[Supplied text start]

Alvaro Herrera wrote:

Andrew Dunstan wrote:

OK, works for me. I'll try to look at it after I have attended to the
Windows build issues. My plate is pretty full right now, though.

FYI I'm having a look at it now.

Great. Thanks.

cheers

andrew

#13Alvaro Herrera
alvherre@alvh.no-ip.org
In reply to: Tom Lane (#7)
1 attachment(s)
Re: [HACKERS] BUG #3799: csvlog skips some logs

Tom Lane wrote:

Andrew Dunstan <andrew@dunslane.net> writes:

Tom Lane wrote:

Well, if we want to cram all that stuff in there, how shall we do it?
It seems wrong to put all those lines into one text field, but I'm
not sure I want to add six more text fields to the CSV format
either. Thoughts?

Really? Six? In any case, would that be so bad? It would mean six extra
commas per line in the log file, and nothing much in the log table
unless there were content in those fields.

Yeah --- the lines output in the plain-stderr case that are not covered
in the other are

DETAIL
HINT
QUERY (this is an internally-generated query that failed)
CONTEXT (think "stack trace")
LOCATION (reference to code file/line reporting the error)
STATEMENT (user query that led to the error)

Here is a patch to do this. It emits all of these as separate columns,
which are output empty if they are not present. Of course, the commas
are emitted all the time.

I changed some other things. For example, the original code puts
"[unknown]" when the username or database name is unknown. I think this
is pointless; an empty field is fine. I noticed that "unknown" VXIDs
and TransactionIds are printed as xx/-1 and 0 respectively. Should we
just leave the columns empty?

The error location (file and function name, and line number) are only
reported if log_error_verbosity is set, just like the main logs. The
commas are emitted anyway. It is emitted as a single field. So it is
a single column which looks like
"transformColumnRef, /pgsql/source/00head/src/backend/parser/parse_expr.c:420"
I very much doubt that it is worth separating that any further, but if
anyone disagrees, this is the time to change it.

I tried importing the resulting file into Gnumeric, and after some
fooling around to make it use commas as separators instead of colons (it
"autodetects" the separators and seems to consider colons best for these
files for some reason), it works fine, including multiline context
fields. It does look a bit weird though, because they are not multiline
in the spreadsheet but instead it shows the funny square reserved for
non-printable chars with the [0A] byte in it.

[Supplied text end]

- _Request A_
Echo the position identification records line for line, leaving out the pictures.

[Raw records start]

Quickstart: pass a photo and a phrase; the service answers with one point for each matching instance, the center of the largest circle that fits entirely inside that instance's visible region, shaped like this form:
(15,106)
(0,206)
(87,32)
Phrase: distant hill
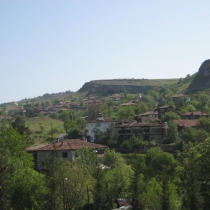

[Raw records end]

- _Request B_
Duplicate a passage from the csvlog thread, beginning at the words "Re: [HACKERS] BUG" and stopping after "either. Thoughts?".

- _Expected answer A_
Quickstart: pass a photo and a phrase; the service answers with one point for each matching instance, the center of the largest circle that fits entirely inside that instance's visible region, shaped like this form:
(15,106)
(0,206)
(87,32)
Phrase: distant hill

- _Expected answer B_
Re: [HACKERS] BUG #3799: csvlog skips some logs

Tom Lane wrote:

Andrew Dunstan <andrew@dunslane.net> writes:

Tom Lane wrote:

Well, if we want to cram all that stuff in there, how shall we do it?
It seems wrong to put all those lines into one text field, but I'm
not sure I want to add six more text fields to the CSV format
either. Thoughts?